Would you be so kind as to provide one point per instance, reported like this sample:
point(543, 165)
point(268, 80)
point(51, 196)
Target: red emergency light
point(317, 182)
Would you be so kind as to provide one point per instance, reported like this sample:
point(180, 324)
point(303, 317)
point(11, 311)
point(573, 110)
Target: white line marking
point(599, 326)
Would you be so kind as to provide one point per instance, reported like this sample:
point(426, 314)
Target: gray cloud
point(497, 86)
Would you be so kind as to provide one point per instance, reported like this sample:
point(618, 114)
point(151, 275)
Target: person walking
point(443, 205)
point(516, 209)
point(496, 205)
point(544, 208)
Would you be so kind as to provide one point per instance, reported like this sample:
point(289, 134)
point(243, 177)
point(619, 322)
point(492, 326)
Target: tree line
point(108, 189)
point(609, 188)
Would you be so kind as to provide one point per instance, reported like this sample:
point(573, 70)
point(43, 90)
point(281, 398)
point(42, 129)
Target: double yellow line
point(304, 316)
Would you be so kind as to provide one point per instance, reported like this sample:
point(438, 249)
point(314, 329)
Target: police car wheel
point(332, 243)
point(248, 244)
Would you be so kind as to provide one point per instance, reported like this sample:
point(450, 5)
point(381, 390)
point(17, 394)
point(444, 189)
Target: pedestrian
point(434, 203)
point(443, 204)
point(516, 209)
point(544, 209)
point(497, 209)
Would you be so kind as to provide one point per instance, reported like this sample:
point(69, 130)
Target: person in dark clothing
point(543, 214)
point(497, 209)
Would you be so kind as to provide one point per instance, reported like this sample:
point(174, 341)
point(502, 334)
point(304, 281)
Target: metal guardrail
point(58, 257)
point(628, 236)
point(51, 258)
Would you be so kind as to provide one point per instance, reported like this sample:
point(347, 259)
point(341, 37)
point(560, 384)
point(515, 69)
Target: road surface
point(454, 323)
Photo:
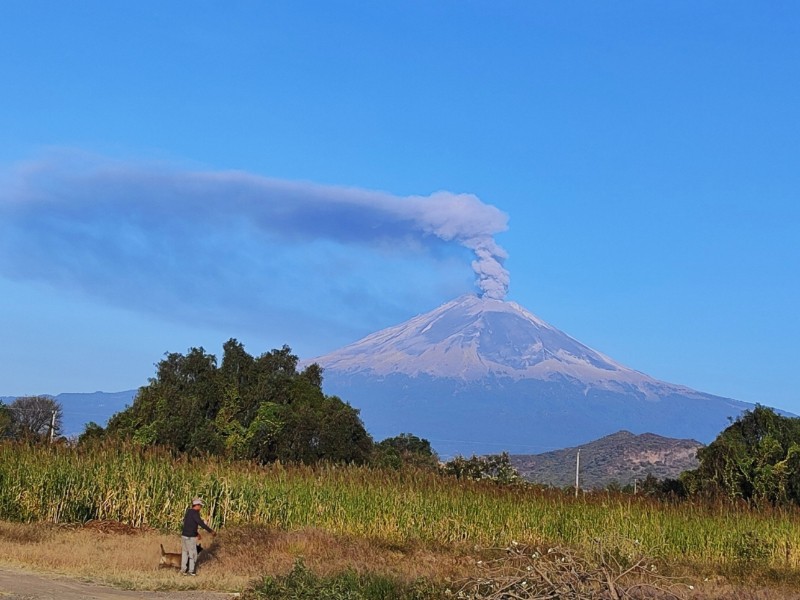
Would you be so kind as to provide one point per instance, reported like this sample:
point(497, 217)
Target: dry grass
point(128, 558)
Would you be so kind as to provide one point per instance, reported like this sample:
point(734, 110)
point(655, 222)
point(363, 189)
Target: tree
point(252, 408)
point(6, 421)
point(756, 459)
point(35, 416)
point(496, 467)
point(405, 450)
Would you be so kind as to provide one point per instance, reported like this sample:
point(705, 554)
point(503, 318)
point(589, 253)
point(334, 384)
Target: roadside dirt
point(17, 584)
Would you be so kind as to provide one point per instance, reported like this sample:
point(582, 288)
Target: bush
point(302, 584)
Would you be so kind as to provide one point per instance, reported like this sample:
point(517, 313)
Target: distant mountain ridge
point(81, 408)
point(621, 457)
point(480, 375)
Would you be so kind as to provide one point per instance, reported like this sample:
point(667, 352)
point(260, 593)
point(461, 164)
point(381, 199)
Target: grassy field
point(352, 516)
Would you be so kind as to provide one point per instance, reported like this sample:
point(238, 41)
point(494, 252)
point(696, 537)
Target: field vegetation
point(408, 523)
point(307, 505)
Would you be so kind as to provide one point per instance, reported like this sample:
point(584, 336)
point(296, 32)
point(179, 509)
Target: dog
point(173, 559)
point(169, 559)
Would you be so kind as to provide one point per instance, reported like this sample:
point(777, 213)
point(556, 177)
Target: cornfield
point(143, 487)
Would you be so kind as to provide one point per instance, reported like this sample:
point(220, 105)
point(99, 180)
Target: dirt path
point(27, 585)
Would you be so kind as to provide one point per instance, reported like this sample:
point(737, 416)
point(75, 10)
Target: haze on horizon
point(306, 174)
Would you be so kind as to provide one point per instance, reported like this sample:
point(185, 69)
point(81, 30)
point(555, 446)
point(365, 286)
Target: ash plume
point(155, 236)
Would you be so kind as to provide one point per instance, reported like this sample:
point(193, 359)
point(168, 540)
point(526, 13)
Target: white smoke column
point(468, 221)
point(113, 229)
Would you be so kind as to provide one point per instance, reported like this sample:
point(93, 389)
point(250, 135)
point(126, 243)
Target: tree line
point(264, 409)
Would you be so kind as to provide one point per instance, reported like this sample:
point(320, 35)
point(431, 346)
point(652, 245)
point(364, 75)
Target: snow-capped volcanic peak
point(470, 338)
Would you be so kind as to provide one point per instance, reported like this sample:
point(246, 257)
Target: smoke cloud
point(155, 236)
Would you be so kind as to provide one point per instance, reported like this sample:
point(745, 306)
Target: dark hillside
point(621, 457)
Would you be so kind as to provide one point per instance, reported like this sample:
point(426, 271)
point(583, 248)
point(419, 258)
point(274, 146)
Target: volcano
point(480, 375)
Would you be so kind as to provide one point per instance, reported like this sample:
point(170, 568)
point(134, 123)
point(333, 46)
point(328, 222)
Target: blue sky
point(173, 174)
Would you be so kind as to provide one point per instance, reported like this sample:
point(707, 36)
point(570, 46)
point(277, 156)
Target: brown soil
point(19, 584)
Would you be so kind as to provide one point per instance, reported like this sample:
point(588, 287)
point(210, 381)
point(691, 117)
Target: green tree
point(36, 417)
point(253, 408)
point(403, 450)
point(496, 467)
point(6, 421)
point(754, 459)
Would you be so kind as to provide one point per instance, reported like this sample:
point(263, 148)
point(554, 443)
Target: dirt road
point(27, 585)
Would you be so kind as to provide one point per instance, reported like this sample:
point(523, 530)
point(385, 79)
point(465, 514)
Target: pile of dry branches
point(525, 573)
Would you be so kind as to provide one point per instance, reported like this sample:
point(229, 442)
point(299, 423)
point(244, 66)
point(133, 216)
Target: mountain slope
point(482, 375)
point(622, 457)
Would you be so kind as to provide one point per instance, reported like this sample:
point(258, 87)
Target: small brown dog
point(169, 559)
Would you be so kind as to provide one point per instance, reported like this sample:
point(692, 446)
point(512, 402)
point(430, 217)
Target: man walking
point(191, 522)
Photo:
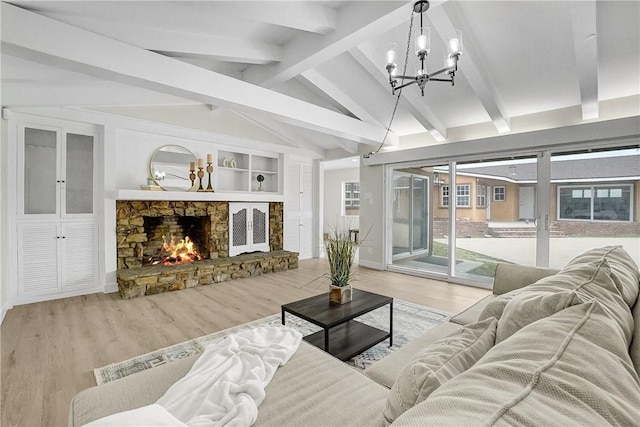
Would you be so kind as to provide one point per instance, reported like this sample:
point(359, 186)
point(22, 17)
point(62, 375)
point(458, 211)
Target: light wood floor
point(49, 349)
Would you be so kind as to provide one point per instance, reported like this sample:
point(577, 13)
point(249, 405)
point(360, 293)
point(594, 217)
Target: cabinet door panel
point(40, 174)
point(79, 174)
point(79, 256)
point(38, 259)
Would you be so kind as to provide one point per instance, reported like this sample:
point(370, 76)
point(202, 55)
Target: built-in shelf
point(247, 196)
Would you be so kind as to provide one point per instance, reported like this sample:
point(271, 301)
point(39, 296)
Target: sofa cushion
point(386, 370)
point(587, 280)
point(437, 364)
point(509, 277)
point(471, 314)
point(634, 350)
point(624, 270)
point(571, 368)
point(316, 389)
point(527, 307)
point(133, 391)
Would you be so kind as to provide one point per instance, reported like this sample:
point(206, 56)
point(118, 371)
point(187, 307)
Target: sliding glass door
point(417, 232)
point(460, 219)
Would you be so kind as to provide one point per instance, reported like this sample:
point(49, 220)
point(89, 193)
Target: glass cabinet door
point(40, 160)
point(79, 174)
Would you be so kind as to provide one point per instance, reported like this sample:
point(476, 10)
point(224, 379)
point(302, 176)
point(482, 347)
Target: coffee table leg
point(391, 324)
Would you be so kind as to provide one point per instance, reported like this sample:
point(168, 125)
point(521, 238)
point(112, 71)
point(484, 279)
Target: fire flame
point(177, 253)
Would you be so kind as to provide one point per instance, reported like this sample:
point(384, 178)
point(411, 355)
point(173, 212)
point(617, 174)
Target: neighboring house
point(582, 190)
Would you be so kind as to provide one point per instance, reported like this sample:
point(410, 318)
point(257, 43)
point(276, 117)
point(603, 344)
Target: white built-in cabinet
point(57, 221)
point(248, 227)
point(238, 172)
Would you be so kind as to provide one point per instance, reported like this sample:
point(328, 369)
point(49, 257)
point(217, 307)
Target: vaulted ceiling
point(310, 74)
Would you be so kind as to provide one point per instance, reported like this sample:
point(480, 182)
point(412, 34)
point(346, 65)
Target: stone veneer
point(131, 236)
point(137, 282)
point(134, 280)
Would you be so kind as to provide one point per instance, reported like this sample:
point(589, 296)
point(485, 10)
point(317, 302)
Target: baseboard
point(5, 308)
point(110, 288)
point(371, 264)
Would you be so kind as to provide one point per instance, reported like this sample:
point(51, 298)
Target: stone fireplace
point(145, 227)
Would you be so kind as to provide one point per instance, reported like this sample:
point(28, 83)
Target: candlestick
point(209, 170)
point(192, 175)
point(200, 175)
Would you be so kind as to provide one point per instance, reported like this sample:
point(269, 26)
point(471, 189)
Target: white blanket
point(226, 384)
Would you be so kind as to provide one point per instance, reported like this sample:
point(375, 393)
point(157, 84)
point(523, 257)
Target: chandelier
point(422, 49)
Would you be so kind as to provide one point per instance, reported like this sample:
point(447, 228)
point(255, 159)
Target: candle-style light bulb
point(390, 57)
point(454, 42)
point(423, 42)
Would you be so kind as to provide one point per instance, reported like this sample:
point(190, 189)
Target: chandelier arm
point(399, 88)
point(444, 70)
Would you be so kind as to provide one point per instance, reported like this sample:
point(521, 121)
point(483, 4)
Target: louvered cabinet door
point(79, 256)
point(38, 250)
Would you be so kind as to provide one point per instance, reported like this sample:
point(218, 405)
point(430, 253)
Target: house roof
point(614, 168)
point(310, 73)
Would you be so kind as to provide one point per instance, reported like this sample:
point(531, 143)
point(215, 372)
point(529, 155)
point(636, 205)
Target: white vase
point(339, 294)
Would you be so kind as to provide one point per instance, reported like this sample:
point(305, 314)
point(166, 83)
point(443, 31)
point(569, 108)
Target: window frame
point(481, 196)
point(494, 193)
point(590, 191)
point(354, 200)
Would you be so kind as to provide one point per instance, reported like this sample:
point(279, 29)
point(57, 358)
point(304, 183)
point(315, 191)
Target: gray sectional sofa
point(546, 348)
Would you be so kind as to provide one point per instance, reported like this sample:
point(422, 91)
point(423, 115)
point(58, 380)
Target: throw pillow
point(527, 307)
point(437, 364)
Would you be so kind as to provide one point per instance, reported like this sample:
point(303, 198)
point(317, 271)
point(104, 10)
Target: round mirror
point(169, 167)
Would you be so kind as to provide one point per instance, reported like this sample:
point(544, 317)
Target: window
point(481, 196)
point(463, 195)
point(444, 196)
point(351, 198)
point(595, 203)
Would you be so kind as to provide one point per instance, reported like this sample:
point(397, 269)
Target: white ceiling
point(311, 72)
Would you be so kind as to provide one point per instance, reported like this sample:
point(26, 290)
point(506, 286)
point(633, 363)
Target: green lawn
point(488, 267)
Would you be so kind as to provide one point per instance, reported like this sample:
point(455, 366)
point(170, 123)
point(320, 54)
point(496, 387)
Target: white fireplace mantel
point(200, 196)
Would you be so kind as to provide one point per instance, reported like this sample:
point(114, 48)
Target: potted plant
point(341, 251)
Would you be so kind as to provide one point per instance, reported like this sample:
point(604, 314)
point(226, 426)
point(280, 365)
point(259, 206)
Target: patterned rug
point(409, 321)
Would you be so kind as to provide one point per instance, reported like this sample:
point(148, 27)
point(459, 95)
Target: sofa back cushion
point(587, 280)
point(634, 350)
point(528, 307)
point(624, 270)
point(437, 364)
point(571, 368)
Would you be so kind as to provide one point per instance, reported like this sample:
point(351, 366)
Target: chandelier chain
point(404, 73)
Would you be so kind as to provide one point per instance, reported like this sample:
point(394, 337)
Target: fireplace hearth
point(147, 257)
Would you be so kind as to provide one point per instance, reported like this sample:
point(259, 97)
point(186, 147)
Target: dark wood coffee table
point(342, 336)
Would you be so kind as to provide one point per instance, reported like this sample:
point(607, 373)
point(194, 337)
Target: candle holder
point(192, 177)
point(209, 171)
point(200, 176)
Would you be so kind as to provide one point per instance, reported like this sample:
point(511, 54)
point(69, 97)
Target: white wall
point(332, 212)
point(4, 140)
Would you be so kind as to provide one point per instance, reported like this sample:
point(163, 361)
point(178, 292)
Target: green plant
point(341, 252)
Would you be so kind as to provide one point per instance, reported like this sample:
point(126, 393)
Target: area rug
point(409, 321)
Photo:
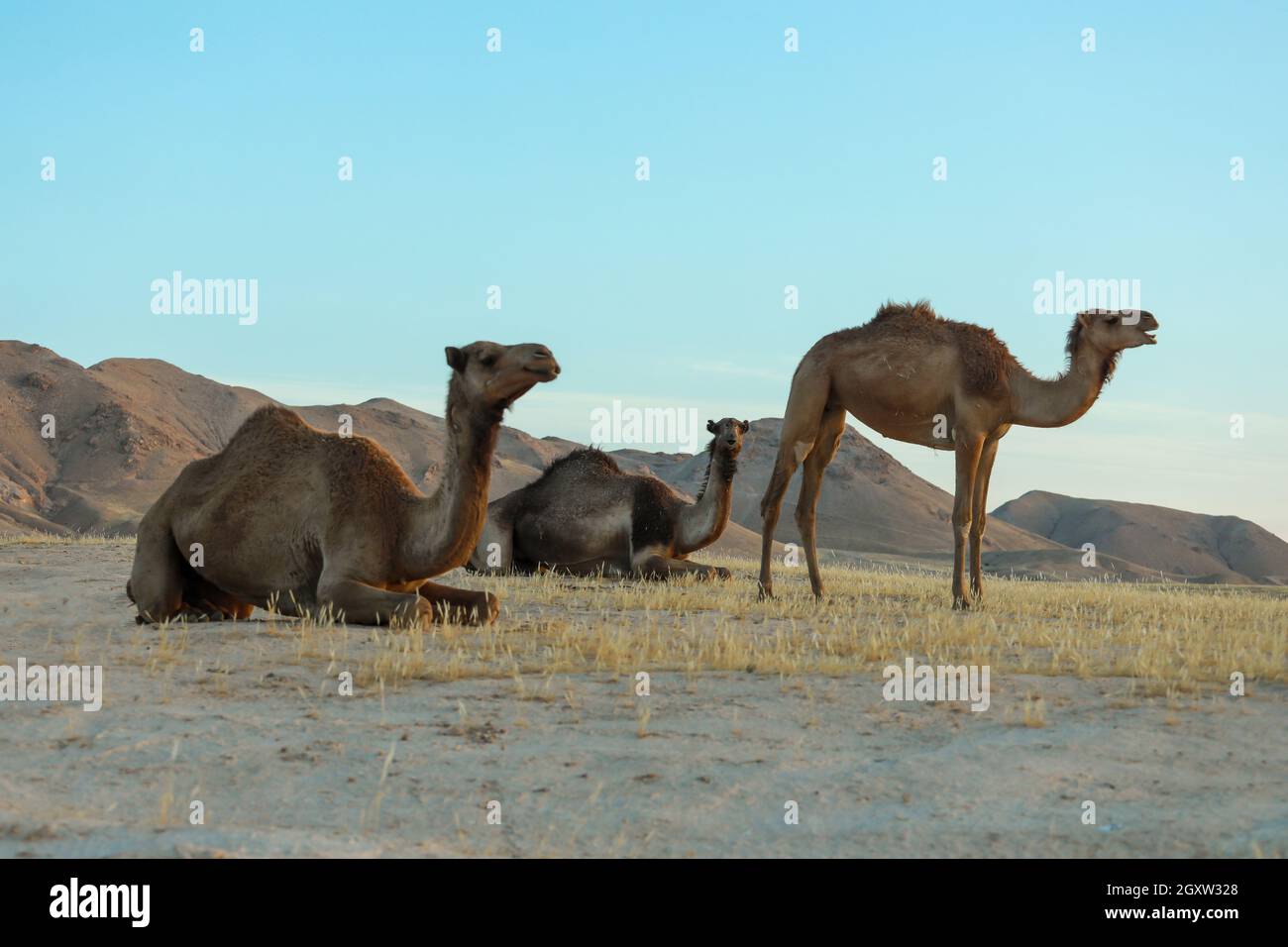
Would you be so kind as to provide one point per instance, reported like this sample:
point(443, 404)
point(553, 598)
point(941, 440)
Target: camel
point(312, 523)
point(585, 517)
point(949, 385)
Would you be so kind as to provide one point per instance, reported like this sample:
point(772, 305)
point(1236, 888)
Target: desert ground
point(1106, 692)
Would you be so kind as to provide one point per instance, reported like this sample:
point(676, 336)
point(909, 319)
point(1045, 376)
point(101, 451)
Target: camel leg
point(366, 604)
point(772, 504)
point(156, 578)
point(463, 605)
point(657, 566)
point(825, 442)
point(969, 447)
point(979, 517)
point(213, 602)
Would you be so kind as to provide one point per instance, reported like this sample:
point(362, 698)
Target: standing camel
point(951, 385)
point(303, 519)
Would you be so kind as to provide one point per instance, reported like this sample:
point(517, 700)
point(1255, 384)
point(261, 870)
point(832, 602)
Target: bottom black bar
point(325, 896)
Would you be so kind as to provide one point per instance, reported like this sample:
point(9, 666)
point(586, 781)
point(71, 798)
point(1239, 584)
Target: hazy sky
point(767, 169)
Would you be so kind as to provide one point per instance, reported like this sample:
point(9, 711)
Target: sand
point(581, 766)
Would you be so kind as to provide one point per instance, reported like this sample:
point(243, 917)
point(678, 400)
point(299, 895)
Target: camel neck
point(1052, 403)
point(442, 530)
point(702, 522)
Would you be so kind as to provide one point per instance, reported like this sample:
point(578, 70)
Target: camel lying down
point(584, 515)
point(304, 521)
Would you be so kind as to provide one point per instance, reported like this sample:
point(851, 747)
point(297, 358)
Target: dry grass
point(1167, 639)
point(1171, 639)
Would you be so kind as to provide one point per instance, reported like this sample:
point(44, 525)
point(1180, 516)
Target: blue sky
point(768, 169)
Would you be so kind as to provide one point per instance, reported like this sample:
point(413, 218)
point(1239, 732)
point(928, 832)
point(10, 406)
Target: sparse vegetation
point(1168, 638)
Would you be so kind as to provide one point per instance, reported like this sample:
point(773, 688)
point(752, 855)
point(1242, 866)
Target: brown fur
point(585, 515)
point(307, 521)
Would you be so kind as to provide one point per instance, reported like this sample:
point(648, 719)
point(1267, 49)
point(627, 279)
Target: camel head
point(497, 375)
point(1116, 330)
point(728, 436)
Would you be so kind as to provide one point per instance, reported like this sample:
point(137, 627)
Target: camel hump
point(919, 311)
point(584, 460)
point(270, 419)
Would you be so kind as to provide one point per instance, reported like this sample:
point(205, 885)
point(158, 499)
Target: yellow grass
point(1168, 638)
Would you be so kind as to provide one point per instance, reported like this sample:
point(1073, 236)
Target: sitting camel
point(585, 517)
point(305, 521)
point(951, 385)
###
WHAT TO DO: Output exactly the leading lines of the data, up to and including the line marked by "point(151, 275)".

ANSWER BELOW:
Would you be so kind as to provide one point per instance, reported like this sample:
point(543, 165)
point(268, 80)
point(51, 196)
Target: red emergency light
point(317, 182)
Would you be so kind as to provide one point per instance, reported like this sample:
point(180, 324)
point(303, 317)
point(11, 311)
point(573, 110)
Target: white line marking
point(599, 326)
Would you be so kind as to provide one point per instance, reported like this sample:
point(426, 314)
Target: gray cloud
point(497, 86)
Would you be so kind as to provide one point per instance, reported like this sample:
point(618, 114)
point(151, 275)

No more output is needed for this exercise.